THE TASK:
Retype the whole listing that follows, with nothing added or left out.

——————————

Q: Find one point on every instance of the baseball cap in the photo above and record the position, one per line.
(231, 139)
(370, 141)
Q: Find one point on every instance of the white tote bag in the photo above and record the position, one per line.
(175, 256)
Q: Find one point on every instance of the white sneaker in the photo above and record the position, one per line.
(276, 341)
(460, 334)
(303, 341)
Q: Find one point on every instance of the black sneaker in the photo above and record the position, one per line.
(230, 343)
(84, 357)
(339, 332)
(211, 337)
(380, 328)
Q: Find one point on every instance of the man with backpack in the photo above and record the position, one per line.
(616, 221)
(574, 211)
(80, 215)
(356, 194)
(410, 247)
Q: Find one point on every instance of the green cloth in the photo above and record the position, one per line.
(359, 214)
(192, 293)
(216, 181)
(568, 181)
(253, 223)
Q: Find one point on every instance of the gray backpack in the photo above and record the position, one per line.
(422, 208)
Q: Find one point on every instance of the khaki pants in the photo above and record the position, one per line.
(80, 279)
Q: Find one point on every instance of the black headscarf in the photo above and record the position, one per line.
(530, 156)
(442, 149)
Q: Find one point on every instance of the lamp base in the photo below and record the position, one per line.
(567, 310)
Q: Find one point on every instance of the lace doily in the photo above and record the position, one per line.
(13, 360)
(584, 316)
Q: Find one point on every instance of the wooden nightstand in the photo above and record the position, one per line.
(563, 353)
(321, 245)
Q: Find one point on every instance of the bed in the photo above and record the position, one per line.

——————————

EXERCISE SOLUTION:
Q: Find one point on every instance of the baseball cap in the photo above and record the position, one per line.
(231, 139)
(370, 141)
Q: Find one point on every instance of the white tote bag in the photo above and record the position, one per line.
(175, 256)
Q: Find one point on every instance of the white sneaker in the photo above and record the position, one per line.
(276, 341)
(460, 334)
(303, 341)
Q: Find one point on every instance of the black sneaker in the photo above and record the position, one per line.
(230, 343)
(84, 357)
(339, 332)
(211, 337)
(380, 328)
Q: Find one point on every instance of the man with backpack in the photo above and record the position, one per line.
(616, 221)
(574, 211)
(80, 215)
(356, 194)
(410, 247)
Q: Find one point on every instance of the green cloth in the photo above and record the position, one per line.
(359, 214)
(192, 293)
(216, 181)
(568, 181)
(253, 223)
Q: Find one point on every instance of the gray backpack in the photo above and record the position, one per line.
(422, 208)
Q: Find one point on every instance of the khaki pants in the photo above and record the position, one per line.
(80, 279)
Q: Find one point on every instance of the black headscarf in the photo above and record the position, one per line.
(530, 156)
(442, 149)
Q: Find one point on every instance of the lamp base in the photo below and record the position, one per line.
(567, 310)
Q: Find one point on every instance of the lace doily in the photo above and record the position, one per line.
(13, 360)
(584, 316)
Q: Find one point on every instance of the wooden nightstand in the photo above and record the position, one per line.
(563, 353)
(321, 245)
Q: Find one point on every instance of the bed in the photo above and record the position, one per line.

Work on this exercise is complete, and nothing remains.